#### EXERCISE PROMPT
Return the lines below that contain the word "positive".

[Saved data entries]

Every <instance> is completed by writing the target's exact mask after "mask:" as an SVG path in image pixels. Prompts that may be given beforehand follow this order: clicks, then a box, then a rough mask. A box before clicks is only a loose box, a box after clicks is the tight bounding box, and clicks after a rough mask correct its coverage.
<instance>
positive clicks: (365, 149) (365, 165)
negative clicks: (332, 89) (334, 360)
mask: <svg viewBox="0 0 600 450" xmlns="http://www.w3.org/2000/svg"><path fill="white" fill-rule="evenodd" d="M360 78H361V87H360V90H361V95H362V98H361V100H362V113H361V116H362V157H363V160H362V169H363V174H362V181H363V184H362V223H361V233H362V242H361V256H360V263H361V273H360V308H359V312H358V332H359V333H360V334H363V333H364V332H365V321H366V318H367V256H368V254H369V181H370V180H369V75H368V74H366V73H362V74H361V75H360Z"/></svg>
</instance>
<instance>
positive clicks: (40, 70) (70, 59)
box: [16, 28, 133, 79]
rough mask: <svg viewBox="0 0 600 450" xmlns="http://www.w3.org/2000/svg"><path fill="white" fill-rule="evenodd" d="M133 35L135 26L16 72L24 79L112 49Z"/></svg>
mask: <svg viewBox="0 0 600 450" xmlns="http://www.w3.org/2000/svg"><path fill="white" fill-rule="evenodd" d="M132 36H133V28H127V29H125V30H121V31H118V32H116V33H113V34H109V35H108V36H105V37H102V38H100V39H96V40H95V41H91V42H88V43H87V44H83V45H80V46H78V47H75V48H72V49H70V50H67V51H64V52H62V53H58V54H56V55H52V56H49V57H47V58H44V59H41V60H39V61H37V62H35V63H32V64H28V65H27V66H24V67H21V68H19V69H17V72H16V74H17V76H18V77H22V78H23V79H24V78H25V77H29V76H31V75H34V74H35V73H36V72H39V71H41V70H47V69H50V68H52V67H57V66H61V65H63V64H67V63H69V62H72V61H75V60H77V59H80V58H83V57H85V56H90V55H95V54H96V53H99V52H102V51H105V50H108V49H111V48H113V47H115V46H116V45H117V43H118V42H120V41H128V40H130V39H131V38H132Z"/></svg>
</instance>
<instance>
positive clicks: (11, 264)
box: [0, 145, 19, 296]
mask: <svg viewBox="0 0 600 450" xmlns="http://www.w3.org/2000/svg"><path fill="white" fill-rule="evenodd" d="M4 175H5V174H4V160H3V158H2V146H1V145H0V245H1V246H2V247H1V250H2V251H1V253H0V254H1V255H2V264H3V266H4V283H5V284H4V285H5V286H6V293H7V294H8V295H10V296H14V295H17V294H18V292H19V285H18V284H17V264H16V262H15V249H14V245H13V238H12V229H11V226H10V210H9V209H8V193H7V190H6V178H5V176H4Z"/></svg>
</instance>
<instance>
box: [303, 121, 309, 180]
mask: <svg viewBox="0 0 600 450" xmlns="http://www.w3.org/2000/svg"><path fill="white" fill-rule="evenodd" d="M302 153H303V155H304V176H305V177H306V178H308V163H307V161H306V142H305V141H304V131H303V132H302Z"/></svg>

#### SOLUTION
positive clicks: (365, 149) (365, 165)
positive clicks: (40, 70) (70, 59)
positive clicks: (11, 264)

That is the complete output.